> _TEXTO FORNECIDO_:

+++++

Continuamos a achar que a utilização das tecnologias deve ser a base de disseminação da informação em Moçambique. É necessário que o país invista em infraestruturas, em fibra ótica, em redes de telefonia móvel, para que a informação chegue de forma rápida aos cidadãos e ajude as pessoas a terem acesso ao conhecimento. Isso é o que estamos a fazer e isso vai ajudar ao desenvolvimento do país. 

As tecnologias são um fator fundamental na mitigação dos problemas que o país tem. Temos um país com um desafio enorme devido ao dividendo demográfico. Oitenta por cento da população é jovem, e isso é um desafio enorme: o jovem que não tem emprego, que não tem educação, que sofre de falta de oportunidades.

A tecnologia, a comunicação social, poderá ser um fator importante na ajuda dessa juventude a conhecer o mundo, a aprenderem as oportunidades que podem, através de benchmarking internacional. Criar empreendedores, start-ups, que possam minimizar os efeitos de desemprego que os jovens enfrentam.

Falou no problema do desemprego em Moçambique. Que outros problemas é que Moçambique tem em mãos neste momento?

Moçambique tem problemas gravíssimos, por exemplo o problema da desnutrição crónica. Quando as pessoas não têm capacidade de ter uma saúde e bem-estar devido à desnutrição, não podem absorver o conhecimento. Também tem problemas na questão da instrução, a questão da rapariga. 

Em Moçambique, a rapariga enfrenta grandes desafios devido à exclusão social que sofre. A rapariga que deixa de ir à escola por causa de gravidez prematura, rapariga que deixa de ir à escola talvez por questões de saúde, quando atinge a altura da menstruação. Elas têm medo, por falta de instrumentos de educação para elas perceberem com tratar disso. Também devido ao papel da rapariga nos trabalhos domésticos, muitas vezes imposta pelos familiares. São muitos desafios. Costumamos dizer em Moçambique: apostar na rapariga é apostar no país.

+++++

[Dados recolhidos]
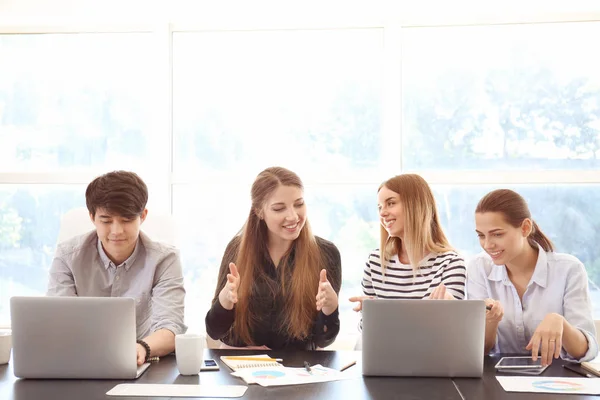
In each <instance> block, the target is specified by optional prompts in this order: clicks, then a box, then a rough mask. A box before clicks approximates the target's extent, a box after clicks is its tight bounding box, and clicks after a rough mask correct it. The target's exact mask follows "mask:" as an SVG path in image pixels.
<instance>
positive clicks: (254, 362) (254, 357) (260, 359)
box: [221, 354, 283, 371]
mask: <svg viewBox="0 0 600 400" xmlns="http://www.w3.org/2000/svg"><path fill="white" fill-rule="evenodd" d="M270 360H273V361H270ZM221 361H223V362H224V363H225V365H227V366H228V367H229V368H231V369H232V370H234V371H237V370H238V369H242V368H261V367H283V365H282V364H280V363H278V362H277V361H275V359H273V358H271V357H269V356H268V355H266V354H260V355H253V356H221Z"/></svg>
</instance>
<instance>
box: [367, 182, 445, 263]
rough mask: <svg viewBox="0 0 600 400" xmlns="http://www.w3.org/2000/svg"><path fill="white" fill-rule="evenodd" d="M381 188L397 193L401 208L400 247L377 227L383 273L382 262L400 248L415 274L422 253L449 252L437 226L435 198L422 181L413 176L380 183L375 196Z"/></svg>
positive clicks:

+++++

> _USANDO A INFORMAÇÃO_:
a) Que parte da população de Moçambique é jovem, segundo o texto fornecido?
b) Reescreva em forma de lista o parágrafo do texto fornecido que começa por "Em Moçambique, a rapariga enfrenta", mantendo os factos principais.
c) Enumere as faltas que, segundo o texto fornecido, afetam o jovem, indicadas logo após as palavras "isso é um desafio enorme".

> _CONJUNTO DE RESPOSTAS_:
a) Oitenta por cento da população é jovem.

b)
- Em Moçambique, a rapariga enfrenta grandes desafios devido à exclusão social.
- Deixa de ir à escola por gravidez prematura ou talvez por questões de saúde quando chega a menstruação.
- Perante a menstruação, as raparigas têm medo, por falta de instrumentos de educação que as ensinem a lidar com ela.
- Pesa também o papel da rapariga nos trabalhos domésticos, muitas vezes imposto pelos familiares.
- Em Moçambique costuma dizer-se: apostar na rapariga é apostar no país.

c)
- Falta de emprego
- Falta de educação
- Falta de oportunidades